*INSTRUCTIONS TO FOLLOW*: Which lines below contain the word "milky"? Report every such line in full, copied without changes.

*ROWS*:
-- Begin --

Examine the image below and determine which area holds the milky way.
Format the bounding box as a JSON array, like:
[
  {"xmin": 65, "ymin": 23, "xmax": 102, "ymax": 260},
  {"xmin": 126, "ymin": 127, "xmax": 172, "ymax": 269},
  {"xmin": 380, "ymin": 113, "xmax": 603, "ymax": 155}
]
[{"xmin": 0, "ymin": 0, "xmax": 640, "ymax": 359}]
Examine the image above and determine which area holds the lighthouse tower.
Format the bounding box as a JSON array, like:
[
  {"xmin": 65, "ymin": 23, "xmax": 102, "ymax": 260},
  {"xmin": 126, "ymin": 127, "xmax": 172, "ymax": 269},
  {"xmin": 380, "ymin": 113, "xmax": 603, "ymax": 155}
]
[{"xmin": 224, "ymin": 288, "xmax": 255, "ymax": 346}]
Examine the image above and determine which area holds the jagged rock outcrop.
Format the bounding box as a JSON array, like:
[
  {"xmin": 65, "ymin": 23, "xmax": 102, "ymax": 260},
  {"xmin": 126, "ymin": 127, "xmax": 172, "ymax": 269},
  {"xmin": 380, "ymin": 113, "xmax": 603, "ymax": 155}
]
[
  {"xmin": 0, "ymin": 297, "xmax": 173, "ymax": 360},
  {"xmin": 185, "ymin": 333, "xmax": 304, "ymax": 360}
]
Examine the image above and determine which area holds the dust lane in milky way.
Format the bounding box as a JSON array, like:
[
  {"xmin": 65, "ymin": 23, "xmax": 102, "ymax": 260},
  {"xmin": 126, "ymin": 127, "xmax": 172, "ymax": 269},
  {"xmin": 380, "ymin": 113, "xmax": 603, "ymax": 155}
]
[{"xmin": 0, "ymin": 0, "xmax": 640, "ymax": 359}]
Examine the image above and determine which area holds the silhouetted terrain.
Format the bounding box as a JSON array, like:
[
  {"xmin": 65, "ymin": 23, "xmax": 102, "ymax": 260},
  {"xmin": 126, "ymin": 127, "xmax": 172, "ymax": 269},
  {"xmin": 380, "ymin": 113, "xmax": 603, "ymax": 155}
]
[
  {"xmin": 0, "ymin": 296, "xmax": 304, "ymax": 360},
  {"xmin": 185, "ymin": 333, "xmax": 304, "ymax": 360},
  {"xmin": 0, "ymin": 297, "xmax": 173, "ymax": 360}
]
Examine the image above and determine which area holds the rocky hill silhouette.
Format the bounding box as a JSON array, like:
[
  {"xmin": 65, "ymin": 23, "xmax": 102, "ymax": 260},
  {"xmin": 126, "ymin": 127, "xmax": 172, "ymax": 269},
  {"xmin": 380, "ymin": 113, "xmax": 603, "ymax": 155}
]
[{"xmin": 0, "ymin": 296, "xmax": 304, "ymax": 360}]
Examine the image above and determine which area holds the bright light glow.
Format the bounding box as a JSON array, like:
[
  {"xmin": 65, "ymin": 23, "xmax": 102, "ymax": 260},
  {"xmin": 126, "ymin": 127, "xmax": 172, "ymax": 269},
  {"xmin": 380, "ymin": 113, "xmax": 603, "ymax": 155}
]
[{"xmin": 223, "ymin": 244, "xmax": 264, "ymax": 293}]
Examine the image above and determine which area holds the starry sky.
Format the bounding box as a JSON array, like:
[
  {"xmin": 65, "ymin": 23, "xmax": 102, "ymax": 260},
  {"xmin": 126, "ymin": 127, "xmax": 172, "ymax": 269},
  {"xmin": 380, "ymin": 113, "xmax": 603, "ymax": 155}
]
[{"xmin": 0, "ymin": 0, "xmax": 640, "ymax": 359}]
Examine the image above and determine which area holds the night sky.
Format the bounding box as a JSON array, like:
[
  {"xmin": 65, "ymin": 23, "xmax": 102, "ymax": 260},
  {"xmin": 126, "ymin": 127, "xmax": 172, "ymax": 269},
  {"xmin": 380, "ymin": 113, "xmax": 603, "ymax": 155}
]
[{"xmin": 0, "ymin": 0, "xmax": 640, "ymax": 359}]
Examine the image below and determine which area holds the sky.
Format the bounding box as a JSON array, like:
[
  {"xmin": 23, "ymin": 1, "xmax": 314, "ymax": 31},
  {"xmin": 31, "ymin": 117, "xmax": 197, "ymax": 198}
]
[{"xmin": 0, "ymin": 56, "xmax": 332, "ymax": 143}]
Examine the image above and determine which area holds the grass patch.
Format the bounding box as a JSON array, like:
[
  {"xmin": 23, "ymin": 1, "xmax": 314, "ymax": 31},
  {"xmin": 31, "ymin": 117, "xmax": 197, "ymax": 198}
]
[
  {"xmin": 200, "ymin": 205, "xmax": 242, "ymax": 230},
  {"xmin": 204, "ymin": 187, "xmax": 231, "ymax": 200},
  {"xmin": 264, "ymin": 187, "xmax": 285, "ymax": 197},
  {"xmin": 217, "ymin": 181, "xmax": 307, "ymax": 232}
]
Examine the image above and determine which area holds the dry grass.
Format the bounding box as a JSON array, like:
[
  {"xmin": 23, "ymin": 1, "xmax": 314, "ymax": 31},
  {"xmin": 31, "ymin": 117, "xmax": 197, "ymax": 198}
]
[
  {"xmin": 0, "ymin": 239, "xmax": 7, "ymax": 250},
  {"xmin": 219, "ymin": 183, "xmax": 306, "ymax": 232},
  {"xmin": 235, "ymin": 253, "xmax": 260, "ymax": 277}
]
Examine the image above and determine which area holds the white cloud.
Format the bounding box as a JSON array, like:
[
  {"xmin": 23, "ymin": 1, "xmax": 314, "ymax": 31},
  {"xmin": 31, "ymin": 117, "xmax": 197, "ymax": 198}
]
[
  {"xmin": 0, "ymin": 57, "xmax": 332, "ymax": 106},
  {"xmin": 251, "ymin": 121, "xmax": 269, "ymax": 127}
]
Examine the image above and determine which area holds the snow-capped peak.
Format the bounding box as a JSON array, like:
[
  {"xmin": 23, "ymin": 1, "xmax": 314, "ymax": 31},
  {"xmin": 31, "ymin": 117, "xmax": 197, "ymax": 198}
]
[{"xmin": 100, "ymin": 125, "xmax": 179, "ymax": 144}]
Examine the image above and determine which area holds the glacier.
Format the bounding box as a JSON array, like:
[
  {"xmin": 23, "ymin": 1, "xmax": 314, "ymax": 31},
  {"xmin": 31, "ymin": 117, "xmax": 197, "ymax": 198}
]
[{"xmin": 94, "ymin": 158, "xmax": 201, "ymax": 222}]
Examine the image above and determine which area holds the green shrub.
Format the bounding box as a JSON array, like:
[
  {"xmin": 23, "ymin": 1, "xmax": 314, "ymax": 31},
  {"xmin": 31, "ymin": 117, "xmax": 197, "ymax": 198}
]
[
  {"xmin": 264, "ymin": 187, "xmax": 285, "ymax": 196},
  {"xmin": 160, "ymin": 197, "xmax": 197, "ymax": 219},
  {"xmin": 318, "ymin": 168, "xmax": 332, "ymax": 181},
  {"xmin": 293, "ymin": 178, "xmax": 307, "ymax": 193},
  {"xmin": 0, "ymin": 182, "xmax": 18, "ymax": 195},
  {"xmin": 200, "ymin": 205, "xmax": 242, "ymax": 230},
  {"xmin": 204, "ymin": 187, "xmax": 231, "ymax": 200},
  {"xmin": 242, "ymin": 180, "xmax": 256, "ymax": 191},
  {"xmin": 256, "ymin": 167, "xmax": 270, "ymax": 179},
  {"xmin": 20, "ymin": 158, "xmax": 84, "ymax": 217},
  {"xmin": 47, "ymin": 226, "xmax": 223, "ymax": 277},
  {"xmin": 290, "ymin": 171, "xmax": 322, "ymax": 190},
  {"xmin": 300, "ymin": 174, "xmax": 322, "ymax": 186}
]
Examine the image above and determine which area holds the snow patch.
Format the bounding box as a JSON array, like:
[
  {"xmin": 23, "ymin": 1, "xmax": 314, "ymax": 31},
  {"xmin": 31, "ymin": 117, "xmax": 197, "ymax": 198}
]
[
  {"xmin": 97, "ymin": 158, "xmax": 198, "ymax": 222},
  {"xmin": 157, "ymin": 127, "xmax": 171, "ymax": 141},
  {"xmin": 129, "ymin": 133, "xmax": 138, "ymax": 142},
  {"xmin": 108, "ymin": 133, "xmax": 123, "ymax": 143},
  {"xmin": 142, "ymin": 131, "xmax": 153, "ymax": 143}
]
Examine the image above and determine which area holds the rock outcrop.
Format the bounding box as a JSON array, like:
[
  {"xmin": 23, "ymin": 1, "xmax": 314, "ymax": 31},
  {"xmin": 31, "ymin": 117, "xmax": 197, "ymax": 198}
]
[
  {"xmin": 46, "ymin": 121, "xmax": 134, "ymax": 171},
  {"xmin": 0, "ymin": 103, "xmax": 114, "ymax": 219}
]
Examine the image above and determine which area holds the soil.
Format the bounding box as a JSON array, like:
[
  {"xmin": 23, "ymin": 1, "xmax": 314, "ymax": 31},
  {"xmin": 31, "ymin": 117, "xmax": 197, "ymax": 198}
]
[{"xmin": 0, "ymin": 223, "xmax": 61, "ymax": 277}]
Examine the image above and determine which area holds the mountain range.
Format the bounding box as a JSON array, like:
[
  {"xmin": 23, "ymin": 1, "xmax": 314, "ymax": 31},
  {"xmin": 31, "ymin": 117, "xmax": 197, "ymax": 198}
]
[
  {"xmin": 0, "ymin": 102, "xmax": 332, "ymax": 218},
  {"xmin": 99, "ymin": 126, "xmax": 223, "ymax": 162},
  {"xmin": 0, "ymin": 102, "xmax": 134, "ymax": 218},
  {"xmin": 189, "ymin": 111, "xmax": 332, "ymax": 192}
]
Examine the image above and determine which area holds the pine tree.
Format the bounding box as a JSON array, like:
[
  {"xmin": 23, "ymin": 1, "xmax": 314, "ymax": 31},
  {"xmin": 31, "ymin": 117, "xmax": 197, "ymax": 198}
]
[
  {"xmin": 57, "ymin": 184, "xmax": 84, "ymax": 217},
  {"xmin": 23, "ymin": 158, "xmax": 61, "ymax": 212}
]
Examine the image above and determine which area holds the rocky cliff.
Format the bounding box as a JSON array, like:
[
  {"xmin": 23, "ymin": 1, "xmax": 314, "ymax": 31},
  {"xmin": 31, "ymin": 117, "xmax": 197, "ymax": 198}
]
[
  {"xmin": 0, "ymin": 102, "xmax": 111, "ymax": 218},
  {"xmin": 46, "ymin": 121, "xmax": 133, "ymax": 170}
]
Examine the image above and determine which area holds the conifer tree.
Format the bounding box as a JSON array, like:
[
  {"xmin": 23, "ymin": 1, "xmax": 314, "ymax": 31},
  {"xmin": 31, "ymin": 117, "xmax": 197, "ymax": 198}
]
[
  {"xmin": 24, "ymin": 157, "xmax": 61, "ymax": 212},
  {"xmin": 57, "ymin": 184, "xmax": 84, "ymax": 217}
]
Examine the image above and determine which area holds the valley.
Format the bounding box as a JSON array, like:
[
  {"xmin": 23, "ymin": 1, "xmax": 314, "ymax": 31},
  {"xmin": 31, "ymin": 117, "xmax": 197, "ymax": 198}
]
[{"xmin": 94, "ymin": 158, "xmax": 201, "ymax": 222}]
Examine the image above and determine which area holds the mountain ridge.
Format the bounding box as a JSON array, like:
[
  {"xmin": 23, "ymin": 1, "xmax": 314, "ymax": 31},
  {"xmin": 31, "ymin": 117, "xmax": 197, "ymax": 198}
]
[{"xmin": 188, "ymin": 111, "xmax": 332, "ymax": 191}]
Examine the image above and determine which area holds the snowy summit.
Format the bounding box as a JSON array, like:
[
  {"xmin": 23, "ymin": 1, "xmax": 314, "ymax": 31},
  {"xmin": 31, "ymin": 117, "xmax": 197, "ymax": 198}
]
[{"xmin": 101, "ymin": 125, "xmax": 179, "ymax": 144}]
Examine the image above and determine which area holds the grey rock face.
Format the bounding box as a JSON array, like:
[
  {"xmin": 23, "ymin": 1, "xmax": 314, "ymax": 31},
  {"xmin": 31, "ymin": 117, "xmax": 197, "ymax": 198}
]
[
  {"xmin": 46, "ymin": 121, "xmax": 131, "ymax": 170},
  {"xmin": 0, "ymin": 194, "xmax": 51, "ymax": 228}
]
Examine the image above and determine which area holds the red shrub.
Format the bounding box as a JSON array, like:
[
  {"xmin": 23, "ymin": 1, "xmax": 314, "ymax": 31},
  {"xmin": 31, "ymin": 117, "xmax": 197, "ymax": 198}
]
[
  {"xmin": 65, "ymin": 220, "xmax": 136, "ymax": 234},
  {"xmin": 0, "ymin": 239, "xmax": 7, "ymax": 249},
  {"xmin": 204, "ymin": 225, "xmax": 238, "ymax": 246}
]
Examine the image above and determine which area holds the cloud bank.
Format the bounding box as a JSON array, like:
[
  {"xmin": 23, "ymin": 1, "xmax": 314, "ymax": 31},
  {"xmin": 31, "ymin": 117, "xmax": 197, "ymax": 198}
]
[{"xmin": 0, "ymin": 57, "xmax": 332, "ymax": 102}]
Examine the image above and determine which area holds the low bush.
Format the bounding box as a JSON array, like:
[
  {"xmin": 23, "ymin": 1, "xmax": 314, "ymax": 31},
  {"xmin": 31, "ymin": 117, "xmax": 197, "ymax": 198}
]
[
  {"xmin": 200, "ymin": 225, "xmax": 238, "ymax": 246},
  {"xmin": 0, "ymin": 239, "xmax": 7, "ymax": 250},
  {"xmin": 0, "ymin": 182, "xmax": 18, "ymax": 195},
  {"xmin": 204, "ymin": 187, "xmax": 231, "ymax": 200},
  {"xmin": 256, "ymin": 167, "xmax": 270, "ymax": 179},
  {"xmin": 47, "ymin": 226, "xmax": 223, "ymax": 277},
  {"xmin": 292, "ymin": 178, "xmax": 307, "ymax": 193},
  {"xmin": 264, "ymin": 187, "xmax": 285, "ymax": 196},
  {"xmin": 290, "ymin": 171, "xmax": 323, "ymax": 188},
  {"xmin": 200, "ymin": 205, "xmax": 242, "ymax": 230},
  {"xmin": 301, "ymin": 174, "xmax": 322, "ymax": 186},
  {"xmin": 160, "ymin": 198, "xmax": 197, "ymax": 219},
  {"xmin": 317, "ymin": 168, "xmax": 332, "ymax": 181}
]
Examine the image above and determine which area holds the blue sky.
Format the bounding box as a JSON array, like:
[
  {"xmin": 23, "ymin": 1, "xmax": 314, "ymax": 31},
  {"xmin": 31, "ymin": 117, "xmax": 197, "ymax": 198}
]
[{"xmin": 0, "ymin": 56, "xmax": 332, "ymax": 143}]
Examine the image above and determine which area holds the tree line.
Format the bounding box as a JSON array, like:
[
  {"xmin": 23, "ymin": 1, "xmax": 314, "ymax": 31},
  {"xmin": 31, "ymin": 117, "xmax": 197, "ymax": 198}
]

-- End --

*CORRECT OUTPUT*:
Examine the image below and determine which area holds the milky way.
Examine the image above and determine which area holds the dust lane in milky way.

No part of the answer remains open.